Problem requirements: Quote the listing below in its entirety.

Dataset:
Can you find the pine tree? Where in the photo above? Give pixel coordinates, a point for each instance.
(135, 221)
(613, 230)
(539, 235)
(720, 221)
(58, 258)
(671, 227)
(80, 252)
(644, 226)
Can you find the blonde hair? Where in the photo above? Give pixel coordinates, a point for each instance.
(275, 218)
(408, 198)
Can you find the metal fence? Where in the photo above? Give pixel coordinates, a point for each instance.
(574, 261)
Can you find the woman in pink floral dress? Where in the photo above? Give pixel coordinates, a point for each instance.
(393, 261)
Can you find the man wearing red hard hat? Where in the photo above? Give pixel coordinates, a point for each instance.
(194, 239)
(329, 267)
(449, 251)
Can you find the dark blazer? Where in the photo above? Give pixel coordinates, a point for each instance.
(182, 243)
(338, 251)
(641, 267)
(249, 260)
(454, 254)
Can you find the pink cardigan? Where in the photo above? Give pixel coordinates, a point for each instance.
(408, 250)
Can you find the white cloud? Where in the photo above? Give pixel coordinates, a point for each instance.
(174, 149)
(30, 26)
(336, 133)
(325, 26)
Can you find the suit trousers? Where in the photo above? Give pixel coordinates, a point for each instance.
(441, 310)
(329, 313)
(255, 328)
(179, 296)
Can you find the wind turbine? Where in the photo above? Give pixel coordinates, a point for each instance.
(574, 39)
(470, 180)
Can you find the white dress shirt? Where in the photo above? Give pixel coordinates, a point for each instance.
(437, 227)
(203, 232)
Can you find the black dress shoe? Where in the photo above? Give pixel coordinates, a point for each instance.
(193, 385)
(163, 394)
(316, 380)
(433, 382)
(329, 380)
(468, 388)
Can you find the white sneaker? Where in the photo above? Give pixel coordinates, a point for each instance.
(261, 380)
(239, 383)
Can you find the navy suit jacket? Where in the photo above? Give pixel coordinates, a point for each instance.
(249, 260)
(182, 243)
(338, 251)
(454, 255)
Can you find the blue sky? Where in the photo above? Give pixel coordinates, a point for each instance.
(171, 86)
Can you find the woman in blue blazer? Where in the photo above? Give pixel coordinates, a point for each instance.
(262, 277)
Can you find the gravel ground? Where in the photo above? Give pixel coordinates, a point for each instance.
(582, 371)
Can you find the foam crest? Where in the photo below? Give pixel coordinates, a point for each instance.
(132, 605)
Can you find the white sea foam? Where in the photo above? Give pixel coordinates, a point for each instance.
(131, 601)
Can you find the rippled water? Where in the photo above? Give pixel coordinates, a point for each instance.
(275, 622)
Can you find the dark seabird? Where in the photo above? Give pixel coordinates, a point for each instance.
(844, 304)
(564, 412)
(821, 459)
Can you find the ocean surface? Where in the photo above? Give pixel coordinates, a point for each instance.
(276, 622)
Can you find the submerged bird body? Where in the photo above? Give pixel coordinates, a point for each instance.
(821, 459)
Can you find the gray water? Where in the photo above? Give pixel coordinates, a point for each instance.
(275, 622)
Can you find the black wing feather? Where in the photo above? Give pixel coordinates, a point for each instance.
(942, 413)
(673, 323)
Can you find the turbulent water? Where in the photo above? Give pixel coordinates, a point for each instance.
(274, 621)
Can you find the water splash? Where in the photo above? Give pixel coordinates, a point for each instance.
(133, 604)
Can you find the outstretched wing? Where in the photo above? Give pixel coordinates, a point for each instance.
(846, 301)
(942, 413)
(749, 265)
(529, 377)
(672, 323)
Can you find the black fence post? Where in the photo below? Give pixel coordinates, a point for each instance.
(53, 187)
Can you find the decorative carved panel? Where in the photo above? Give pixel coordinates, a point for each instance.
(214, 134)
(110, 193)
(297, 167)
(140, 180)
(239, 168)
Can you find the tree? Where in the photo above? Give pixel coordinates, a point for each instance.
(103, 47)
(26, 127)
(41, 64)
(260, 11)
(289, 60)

Written response:
Can you find the pine tree? Where in the photo above? Give pixel coordinates, a point for each instance.
(135, 221)
(613, 230)
(539, 235)
(720, 221)
(58, 258)
(671, 227)
(80, 252)
(644, 226)
Can you find the blonde hair? Where in the photo above? Give pixel coordinates, a point for each instance.
(275, 218)
(408, 198)
Can you find the metal fence? Where in the photo above? Give pixel coordinates, a point for each instance.
(574, 261)
Can you find the woman in pink floral dress? Where in the photo above? Give pixel coordinates, a point for each instance.
(393, 261)
Can you find the man wearing red hard hat? Where in the photo above? Give pixel coordinates, a point for each instance.
(194, 239)
(329, 267)
(449, 251)
Can you find the dark blazer? Where in the photo above? Give pixel coordinates, a point for each instance.
(182, 243)
(338, 251)
(641, 267)
(249, 260)
(454, 254)
Can you find the pink cardigan? Where in the photo above? Give pixel coordinates, a point for each instance.
(408, 250)
Can you find the white cloud? Where in the photo above? Give pixel coordinates, a point for each instance.
(174, 149)
(30, 26)
(336, 133)
(325, 26)
Can you find the suit trousers? Where in the photo above? Give pixel coordinates, a point for each instance.
(441, 310)
(329, 313)
(255, 328)
(179, 296)
Can you find the wind turbine? Where in the photo above? Give pixel coordinates, a point for each instance.
(574, 39)
(470, 180)
Can you find the white dress shirt? Where in the photo above? Give pixel coordinates, a point for each instance.
(437, 227)
(203, 232)
Can you find the black dress shoe? Where in the photo above? Give pixel coordinates, a point for each instance.
(193, 385)
(163, 394)
(316, 380)
(433, 382)
(329, 380)
(468, 388)
Can you find the white sneaker? Where in the photo above? Give pixel coordinates, a point for each instance.
(261, 380)
(239, 383)
Can you find the navy suit jacket? Where in the photo above? Give pixel coordinates, a point for each instance.
(249, 260)
(182, 243)
(338, 251)
(454, 255)
Can you find the blue sky? Where in the photo above? Give pixel coordinates, a point for each instance.
(171, 86)
Can you find the woman in blue blazer? Where in the photo above? Give pixel coordinates, a point for each instance.
(262, 277)
Can you find the gravel ground? Where in the photo above? Give pixel coordinates, a point for each instance.
(582, 371)
Can you find the foam crest? Where in the photo below? Give pixel coordinates, a point for each instance.
(132, 605)
Can you find the white sea foam? Where in the photo above? Give pixel coordinates, a point for each instance.
(131, 601)
Can you find the rippled water? Where in the photo above? Give pixel coordinates, a point for each instance.
(275, 622)
Can you find the dark seabird? Where in the photo above? Give pixel coordinates, a point for each instance.
(844, 304)
(564, 412)
(821, 459)
Can you find the ocean surface? Where in the photo above? Give pixel coordinates, a point for each instance.
(276, 622)
Can you find the submerged bird body? Where in the photo above? Give pixel coordinates, a point for each instance.
(821, 459)
Can you find the gray water? Where in the photo above? Give pixel coordinates, a point for each instance.
(275, 622)
Can you find the black wing feather? Where in the photo above? Give pixel coordinates, a point for each instance.
(942, 413)
(673, 323)
Can you find the turbulent water? Where in the photo above? Give pixel coordinates, a point for each instance.
(274, 621)
Can you find the water splash? Where in the photo above? Give pixel coordinates, a point for each instance.
(133, 604)
Can you find the outstretched wing? Where in the photo above? Give pixel coordinates, a point for each instance.
(846, 301)
(942, 413)
(749, 265)
(529, 377)
(672, 323)
Can you find the black fence post? Where in the photo below? Give pixel coordinates, a point for each instance.
(53, 187)
Can you find the decorative carved panel? Where in the photo above? Give pixel coordinates, a point for each instance.
(214, 134)
(110, 193)
(297, 167)
(140, 180)
(239, 168)
Can you find the tree? Where in the photo above? Give pixel coordinates, a point for each instance.
(103, 47)
(26, 127)
(41, 64)
(260, 11)
(289, 60)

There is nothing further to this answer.